Tâches à réaliser:
a. Pouvez-vous reproduire mot pour mot l'extrait sur les YALI, en partant de "de ces jeunes" et en allant jusqu'à "et asservir l’Afrique." ?
b. Pourriez-vous poursuivre l'extrait sur les YALI à partir de sa dernière phrase ?

Passage du texte:
⟨

J’ai publié aussi une vidéo du meeting
des YALI, avec Obama à Washington le 3
août dernier. On y voit le formatage de
jeunes africains, américanisés pour
servir de 5e colonne à la recolonisation
de l’Afrique par les USA. A noter
particulièrement le début et l’hystérie
collective pour Obama arrivant.
Lors du sommet USA-African Leaders, les
YALI, une initiative d’Obama et surtout
un réseau américain en Afrique, ont
donné le ton. Washington a lourdement
insisté sur les composantes de la
démocratie made in USA. Il faut voir la
vidéo sur le Meeting des YALI, la «
Young African Leaders Initiative » avec
Obama le 3 août 2014. Sans aucun doute
la plus grande menace pour l’Afrique. Il
faut assister à l’ « américanolatrie »
de ces jeunes Africains, formatés pour
servir les intérêts US sur leur
continent. Et avec qui Obama entend
remplacer les chefs d’Etat africains
actuels et asservir l’Afrique.
Qu’est ce qui
vous permet d’établir la nocivité de ces
« Young African Leaders » ?

⟩

Entrées fournies:
⟨

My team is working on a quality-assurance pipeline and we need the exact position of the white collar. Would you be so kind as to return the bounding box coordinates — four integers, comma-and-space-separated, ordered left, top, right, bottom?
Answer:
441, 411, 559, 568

⟩
⟨

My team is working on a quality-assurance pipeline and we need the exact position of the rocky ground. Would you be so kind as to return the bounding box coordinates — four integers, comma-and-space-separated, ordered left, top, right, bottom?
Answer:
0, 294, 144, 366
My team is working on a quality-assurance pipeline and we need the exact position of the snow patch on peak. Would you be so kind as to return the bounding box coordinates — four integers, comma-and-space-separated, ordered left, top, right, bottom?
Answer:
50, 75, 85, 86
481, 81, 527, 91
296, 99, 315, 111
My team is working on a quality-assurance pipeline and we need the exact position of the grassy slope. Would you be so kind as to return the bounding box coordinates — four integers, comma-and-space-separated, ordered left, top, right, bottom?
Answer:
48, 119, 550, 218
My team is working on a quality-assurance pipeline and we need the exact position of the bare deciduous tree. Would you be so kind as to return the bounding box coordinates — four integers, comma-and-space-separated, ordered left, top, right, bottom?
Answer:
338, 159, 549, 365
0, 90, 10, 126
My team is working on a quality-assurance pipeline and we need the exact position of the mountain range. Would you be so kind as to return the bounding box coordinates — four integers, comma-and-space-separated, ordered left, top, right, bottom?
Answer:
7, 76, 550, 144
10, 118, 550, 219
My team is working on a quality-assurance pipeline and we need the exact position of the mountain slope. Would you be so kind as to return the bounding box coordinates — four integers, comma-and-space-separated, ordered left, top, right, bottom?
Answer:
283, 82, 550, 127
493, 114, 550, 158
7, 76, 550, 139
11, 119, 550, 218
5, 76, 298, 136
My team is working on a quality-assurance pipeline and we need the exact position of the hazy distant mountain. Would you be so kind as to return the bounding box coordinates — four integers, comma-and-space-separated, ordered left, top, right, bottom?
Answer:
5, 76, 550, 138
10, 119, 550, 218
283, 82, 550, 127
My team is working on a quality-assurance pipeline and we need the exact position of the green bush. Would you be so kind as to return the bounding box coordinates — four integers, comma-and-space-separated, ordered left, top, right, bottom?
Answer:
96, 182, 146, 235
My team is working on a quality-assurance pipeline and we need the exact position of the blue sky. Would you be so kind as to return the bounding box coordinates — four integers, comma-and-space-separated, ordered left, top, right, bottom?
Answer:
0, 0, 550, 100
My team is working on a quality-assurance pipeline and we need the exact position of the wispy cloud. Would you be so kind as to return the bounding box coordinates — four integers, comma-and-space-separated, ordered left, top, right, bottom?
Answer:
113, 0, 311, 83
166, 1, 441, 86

⟩

Réponses par tâche:
a.
de ces jeunes Africains, formatés pour
servir les intérêts US sur leur
continent. Et avec qui Obama entend
remplacer les chefs d’Etat africains
actuels et asservir l’Afrique.

b.
Une réalité fort
simple. Les YALI sont une version
africaine d’une opération menée par les
USA en France depuis 1976 via La «
French-American Foundation » : les «
young leaders ». La French-American
Foundation – France est la matrice de la
collaboration française avec les USA.
C’est la principale organisation en
France qui se consacre à « renforcer les
liens entre la France et les États-Unis
». Officiellement, « Depuis sa création
en 1976, elle se consacre à encourager
un dialogue actif entre les deux
nations. L’objectif de cette fondation
est d’œuvrer à une meilleure
compréhension mutuelle entre les deux
pays et à la recherche de solutions
partagées (…) En 1975, plusieurs
personnalités politiques, universitaires
et économiques décidèrent de créer un
environnement d’échanges et de débats
afin d’approfondir la relation entre la
France et les États-Unis. La naissance
de la French-American Foundation fut
officialisée en 1976 à Washington par
les présidents Valéry Giscard d’Estaing
et Gerald Ford, lors des célébrations du
bicentenaire de la Déclaration
d’indépendance américaine. »
Quel a été le
résultat de l’action de cette fondation
? Vous parlez d’un « outil de
vassalisation des élites françaises » ?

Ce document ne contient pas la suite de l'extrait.